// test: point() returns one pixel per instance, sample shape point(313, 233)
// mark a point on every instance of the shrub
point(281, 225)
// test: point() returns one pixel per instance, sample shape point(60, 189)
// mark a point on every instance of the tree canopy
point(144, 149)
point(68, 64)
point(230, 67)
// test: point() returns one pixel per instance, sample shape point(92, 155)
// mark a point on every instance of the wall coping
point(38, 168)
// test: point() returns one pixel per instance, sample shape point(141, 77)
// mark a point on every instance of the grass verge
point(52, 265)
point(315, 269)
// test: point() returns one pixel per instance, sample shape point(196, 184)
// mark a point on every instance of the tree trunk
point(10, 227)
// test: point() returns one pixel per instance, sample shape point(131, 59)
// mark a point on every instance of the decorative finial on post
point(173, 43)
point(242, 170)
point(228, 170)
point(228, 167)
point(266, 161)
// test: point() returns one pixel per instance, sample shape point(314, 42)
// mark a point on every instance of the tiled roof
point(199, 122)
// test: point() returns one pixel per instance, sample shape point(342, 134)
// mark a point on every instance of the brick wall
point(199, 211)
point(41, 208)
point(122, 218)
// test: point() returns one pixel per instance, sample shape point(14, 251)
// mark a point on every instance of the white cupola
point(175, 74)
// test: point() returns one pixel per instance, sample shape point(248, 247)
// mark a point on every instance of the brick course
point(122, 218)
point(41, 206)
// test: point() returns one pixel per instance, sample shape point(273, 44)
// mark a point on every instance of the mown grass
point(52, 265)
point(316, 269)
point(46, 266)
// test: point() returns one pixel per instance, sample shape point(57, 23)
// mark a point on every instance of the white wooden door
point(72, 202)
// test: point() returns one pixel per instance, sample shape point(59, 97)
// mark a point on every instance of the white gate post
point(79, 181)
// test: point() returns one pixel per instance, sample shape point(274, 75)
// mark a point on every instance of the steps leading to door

####

> SHORT PROBLEM:
Arrange each line of the items above as a Markdown table with the columns "No." and "Line", numbering the rows in order and omitting blank lines.

> RESPONSE:
| No. | Line |
|---|---|
| 1 | // test: point() returns one pixel per instance, sample shape point(313, 233) |
| 2 | // mark a point on every instance of the shrub |
| 3 | point(281, 225) |
| 4 | // test: point() returns one pixel per instance, sample shape point(60, 189) |
| 5 | // mark a point on every instance of the tree canopy |
| 6 | point(144, 149) |
| 7 | point(68, 64) |
| 8 | point(230, 67) |
| 9 | // test: point() returns one pixel per instance, sample shape point(92, 155) |
| 10 | // mark a point on every instance of the wall coping |
| 11 | point(38, 168) |
| 12 | // test: point() returns one pixel per instance, sample shape point(141, 77) |
| 13 | // mark a point on every instance of the grass verge |
| 14 | point(52, 265) |
| 15 | point(315, 269) |
| 16 | // test: point() returns one pixel per instance, sample shape point(196, 184) |
| 17 | // mark a point on every instance of the tree trunk |
| 18 | point(10, 227) |
| 19 | // test: point() returns one pixel per instance, sample shape point(131, 59) |
| 20 | // mark a point on every instance of the decorative finial on post |
| 21 | point(173, 43) |
| 22 | point(242, 170) |
| 23 | point(228, 170) |
| 24 | point(228, 167) |
| 25 | point(266, 161) |
| 26 | // test: point() returns one pixel per instance, sample shape point(314, 42) |
| 27 | // mark a point on every instance of the tiled roof |
| 28 | point(199, 122) |
| 29 | // test: point() returns one pixel per instance, sample shape point(342, 134) |
| 30 | // mark a point on every instance of the brick wall |
| 31 | point(199, 211) |
| 32 | point(41, 208) |
| 33 | point(122, 218) |
| 34 | // test: point() returns one pixel per instance, sample shape point(14, 251) |
| 35 | // mark a point on every instance of the white cupola |
| 36 | point(175, 74) |
| 37 | // test: point() returns one pixel per instance, sample shape point(248, 247) |
| 38 | // mark a point on every instance of the brick course |
| 39 | point(122, 218) |
| 40 | point(41, 206) |
| 41 | // test: point() returns one pixel per instance, sample shape point(273, 44) |
| 42 | // mark a point on every instance of the mown grass |
| 43 | point(52, 265) |
| 44 | point(316, 269) |
| 45 | point(46, 266) |
| 46 | // test: point() returns one pixel per instance, sample shape point(57, 23) |
| 47 | // mark a point on every instance of the white wooden door |
| 48 | point(72, 202) |
| 49 | // test: point() returns one pixel per instance, sample shape point(59, 97) |
| 50 | // mark a point on every instance of the white gate post |
| 51 | point(79, 181) |
| 52 | // test: point() returns one pixel per instance, sample shape point(274, 75) |
| 53 | // mark a point on every instance of the steps leading to door |